Instruction
Can you rewrite the entries below, from the line containing "the dog's tongue." through the end, swapping "marker" for "point" and leaving everything else unchanged?

(Data listing)
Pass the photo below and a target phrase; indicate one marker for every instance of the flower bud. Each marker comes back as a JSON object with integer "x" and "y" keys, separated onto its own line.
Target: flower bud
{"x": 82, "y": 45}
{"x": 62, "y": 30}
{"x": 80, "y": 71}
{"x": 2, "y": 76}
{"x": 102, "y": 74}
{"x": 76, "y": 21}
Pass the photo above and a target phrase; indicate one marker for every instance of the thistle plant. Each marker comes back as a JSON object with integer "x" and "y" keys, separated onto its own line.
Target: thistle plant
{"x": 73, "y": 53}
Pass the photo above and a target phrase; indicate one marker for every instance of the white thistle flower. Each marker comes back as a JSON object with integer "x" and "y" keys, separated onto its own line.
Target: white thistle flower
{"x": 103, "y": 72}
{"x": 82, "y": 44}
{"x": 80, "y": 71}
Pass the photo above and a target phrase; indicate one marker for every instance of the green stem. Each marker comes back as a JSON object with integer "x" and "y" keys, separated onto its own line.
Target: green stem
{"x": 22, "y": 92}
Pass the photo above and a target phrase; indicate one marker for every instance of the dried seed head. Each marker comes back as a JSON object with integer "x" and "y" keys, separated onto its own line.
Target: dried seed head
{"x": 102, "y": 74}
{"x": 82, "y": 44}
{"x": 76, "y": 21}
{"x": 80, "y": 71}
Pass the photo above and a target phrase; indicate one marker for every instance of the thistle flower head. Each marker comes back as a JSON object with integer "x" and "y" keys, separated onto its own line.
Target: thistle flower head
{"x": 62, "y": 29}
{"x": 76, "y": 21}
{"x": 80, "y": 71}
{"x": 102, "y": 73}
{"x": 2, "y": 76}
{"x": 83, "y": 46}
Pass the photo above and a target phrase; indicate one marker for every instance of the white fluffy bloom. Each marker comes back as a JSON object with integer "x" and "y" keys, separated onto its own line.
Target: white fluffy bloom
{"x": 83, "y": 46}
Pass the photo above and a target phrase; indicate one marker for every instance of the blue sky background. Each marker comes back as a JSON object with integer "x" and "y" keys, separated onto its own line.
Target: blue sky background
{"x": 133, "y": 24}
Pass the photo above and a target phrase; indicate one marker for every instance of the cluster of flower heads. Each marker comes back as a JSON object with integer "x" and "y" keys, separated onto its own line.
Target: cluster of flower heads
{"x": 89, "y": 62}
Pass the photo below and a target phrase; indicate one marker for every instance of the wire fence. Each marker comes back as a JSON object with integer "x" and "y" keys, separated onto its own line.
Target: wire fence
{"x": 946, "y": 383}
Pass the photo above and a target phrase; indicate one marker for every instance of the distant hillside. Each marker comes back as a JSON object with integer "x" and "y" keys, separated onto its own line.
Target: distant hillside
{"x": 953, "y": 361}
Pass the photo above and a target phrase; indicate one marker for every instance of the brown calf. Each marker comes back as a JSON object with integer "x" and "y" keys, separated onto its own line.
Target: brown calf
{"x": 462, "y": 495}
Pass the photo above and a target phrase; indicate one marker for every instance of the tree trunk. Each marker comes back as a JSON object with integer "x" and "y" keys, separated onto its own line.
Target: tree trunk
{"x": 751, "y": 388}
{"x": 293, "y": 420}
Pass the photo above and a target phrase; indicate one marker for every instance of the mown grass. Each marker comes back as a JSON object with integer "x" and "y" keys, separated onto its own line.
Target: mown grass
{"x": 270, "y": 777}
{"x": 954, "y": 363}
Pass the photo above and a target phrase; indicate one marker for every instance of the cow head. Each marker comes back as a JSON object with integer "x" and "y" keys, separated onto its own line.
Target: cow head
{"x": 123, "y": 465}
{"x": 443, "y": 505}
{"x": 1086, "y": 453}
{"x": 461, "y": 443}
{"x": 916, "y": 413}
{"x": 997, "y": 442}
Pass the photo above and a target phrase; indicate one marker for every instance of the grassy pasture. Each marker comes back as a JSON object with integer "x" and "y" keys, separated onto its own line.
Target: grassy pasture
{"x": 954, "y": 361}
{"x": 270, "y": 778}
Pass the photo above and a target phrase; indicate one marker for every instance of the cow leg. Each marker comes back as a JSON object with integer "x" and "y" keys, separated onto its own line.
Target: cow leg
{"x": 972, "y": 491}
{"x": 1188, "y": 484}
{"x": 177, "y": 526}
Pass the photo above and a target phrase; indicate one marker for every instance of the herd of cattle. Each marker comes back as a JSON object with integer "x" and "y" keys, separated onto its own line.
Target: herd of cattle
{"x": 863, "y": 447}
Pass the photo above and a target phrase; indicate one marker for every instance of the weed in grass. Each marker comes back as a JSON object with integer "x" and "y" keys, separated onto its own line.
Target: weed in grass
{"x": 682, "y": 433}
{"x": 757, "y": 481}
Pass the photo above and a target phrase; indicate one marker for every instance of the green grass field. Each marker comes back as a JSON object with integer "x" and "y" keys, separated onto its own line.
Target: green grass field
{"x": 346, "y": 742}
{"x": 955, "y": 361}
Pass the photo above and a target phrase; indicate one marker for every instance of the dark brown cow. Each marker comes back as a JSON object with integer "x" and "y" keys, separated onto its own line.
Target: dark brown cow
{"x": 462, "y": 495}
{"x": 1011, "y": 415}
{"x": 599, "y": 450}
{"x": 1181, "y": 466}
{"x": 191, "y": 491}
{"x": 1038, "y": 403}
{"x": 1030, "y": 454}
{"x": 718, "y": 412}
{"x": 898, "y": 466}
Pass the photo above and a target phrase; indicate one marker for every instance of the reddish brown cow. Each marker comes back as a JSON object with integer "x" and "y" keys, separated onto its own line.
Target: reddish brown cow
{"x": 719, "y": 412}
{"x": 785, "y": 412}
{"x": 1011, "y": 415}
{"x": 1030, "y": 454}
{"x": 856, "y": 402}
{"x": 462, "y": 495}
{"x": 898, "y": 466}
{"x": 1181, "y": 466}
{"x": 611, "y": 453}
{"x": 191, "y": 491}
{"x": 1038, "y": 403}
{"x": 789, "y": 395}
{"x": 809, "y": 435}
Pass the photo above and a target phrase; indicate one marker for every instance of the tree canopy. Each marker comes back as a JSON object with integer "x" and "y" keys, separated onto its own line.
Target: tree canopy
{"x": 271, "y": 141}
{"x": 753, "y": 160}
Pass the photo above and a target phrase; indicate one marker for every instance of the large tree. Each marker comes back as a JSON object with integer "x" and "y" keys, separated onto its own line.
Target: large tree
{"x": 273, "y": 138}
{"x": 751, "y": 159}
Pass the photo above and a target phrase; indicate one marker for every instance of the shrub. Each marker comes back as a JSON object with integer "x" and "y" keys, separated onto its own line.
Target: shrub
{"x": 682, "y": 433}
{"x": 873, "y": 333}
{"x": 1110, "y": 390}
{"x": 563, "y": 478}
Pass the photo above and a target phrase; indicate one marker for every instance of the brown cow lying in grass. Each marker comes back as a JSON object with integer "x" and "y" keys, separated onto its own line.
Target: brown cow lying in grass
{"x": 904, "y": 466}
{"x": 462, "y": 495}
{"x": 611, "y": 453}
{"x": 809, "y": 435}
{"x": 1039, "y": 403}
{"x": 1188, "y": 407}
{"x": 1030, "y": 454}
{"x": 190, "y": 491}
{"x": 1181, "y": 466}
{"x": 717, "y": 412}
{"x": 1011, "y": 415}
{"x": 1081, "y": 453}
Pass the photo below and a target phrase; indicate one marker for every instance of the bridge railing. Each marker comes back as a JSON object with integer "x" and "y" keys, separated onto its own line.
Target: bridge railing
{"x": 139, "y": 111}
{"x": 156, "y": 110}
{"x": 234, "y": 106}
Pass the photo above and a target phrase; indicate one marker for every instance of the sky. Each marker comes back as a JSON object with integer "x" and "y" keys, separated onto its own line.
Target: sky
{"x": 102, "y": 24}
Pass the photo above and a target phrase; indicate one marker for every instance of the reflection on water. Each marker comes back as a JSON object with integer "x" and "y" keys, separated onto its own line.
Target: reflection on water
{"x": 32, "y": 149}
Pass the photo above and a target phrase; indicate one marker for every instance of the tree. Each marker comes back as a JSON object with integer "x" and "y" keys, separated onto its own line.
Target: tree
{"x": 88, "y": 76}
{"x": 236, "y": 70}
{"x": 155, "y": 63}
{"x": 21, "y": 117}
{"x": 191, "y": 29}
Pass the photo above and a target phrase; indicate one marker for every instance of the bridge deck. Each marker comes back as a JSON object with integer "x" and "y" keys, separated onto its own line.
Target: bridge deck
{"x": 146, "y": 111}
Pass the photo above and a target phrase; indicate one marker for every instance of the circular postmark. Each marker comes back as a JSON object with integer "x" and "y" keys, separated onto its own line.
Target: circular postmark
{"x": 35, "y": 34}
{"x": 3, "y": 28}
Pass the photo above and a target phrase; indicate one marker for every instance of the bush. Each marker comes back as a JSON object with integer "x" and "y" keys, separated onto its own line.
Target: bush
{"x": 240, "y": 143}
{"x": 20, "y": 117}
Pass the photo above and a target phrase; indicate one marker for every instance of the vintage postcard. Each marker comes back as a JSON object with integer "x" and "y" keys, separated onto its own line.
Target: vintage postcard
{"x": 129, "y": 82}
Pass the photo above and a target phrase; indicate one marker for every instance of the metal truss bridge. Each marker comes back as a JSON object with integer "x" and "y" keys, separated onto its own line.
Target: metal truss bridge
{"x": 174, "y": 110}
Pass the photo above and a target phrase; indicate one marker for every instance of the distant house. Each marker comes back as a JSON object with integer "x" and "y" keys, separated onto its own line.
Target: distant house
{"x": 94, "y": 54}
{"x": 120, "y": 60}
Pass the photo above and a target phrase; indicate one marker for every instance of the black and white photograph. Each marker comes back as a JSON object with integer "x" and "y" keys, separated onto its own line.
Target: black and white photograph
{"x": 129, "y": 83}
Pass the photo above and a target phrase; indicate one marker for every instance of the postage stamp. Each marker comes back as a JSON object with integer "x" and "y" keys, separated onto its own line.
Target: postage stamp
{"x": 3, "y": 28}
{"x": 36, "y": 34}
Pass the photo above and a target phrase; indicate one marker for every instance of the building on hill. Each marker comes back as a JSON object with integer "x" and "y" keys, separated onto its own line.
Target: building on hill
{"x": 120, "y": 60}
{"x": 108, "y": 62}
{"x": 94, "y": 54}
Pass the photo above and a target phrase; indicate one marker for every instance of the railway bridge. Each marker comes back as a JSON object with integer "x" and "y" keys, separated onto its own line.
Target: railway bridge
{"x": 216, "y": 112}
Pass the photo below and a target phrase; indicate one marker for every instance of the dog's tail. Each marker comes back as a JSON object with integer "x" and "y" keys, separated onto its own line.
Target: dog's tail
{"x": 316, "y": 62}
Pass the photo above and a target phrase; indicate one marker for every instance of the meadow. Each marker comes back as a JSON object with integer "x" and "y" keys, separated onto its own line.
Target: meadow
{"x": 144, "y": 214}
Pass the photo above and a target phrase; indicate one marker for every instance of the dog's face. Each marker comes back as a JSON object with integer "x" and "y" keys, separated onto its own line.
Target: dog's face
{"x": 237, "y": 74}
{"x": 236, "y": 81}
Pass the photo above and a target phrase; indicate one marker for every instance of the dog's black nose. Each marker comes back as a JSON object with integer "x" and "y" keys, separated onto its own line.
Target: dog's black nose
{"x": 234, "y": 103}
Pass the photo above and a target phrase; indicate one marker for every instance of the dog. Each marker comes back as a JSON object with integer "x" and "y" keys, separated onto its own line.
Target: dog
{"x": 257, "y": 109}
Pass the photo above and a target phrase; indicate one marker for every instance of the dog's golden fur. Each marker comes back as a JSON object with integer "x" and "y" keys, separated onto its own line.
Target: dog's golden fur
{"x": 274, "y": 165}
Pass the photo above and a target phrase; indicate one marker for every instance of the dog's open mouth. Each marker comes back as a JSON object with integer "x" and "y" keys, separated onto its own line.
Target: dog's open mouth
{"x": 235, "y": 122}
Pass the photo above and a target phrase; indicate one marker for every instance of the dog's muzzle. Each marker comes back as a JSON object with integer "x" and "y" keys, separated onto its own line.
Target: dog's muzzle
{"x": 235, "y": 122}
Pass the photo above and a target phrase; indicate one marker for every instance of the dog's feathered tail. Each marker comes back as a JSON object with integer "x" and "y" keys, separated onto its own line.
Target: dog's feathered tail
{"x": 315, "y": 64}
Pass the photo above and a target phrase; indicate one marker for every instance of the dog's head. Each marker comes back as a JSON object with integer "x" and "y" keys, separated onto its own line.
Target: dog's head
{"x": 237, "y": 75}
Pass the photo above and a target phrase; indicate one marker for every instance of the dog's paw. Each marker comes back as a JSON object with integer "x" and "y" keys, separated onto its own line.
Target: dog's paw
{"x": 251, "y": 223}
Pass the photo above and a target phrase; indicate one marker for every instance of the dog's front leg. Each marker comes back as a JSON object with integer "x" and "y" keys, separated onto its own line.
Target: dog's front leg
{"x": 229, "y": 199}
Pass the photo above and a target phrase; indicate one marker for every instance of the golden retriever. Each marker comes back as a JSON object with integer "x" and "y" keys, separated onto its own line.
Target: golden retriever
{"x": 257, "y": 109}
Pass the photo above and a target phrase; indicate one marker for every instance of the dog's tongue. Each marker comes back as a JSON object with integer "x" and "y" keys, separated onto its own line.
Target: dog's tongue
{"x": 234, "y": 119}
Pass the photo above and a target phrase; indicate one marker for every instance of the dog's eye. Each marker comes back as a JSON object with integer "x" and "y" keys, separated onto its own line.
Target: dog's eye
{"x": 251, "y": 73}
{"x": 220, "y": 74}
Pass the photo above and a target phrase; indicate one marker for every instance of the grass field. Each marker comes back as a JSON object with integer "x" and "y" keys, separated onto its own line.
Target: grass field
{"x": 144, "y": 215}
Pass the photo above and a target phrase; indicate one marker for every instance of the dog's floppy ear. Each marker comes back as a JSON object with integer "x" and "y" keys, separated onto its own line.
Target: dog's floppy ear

Task output
Pass the photo above and a target phrase; indicate one point for every instance of the dog's tongue. Each point comes back as a JSON object with integer "x" and "y" keys, separated onto its own line.
Target: dog's tongue
{"x": 234, "y": 119}
Pass the photo above and a target phrase; indicate one point for every instance of the dog's eye. Each point comes back as a JSON object with integer "x" and "y" keys, separated onto its own line.
Target: dog's eye
{"x": 251, "y": 73}
{"x": 220, "y": 74}
Pass the photo above and a target phrase; indicate one point for every instance of the grass field. Each point comes back as a JSON object with integer "x" and "y" keys, separated onto its own line.
Target: grass field
{"x": 144, "y": 215}
Pass the photo above and a target phrase; indicate one point for every instance of the dog's floppy ear. Each point comes back as a JSON object with integer "x" and "y" keys, separated onto its own line.
Target: dog's floppy ear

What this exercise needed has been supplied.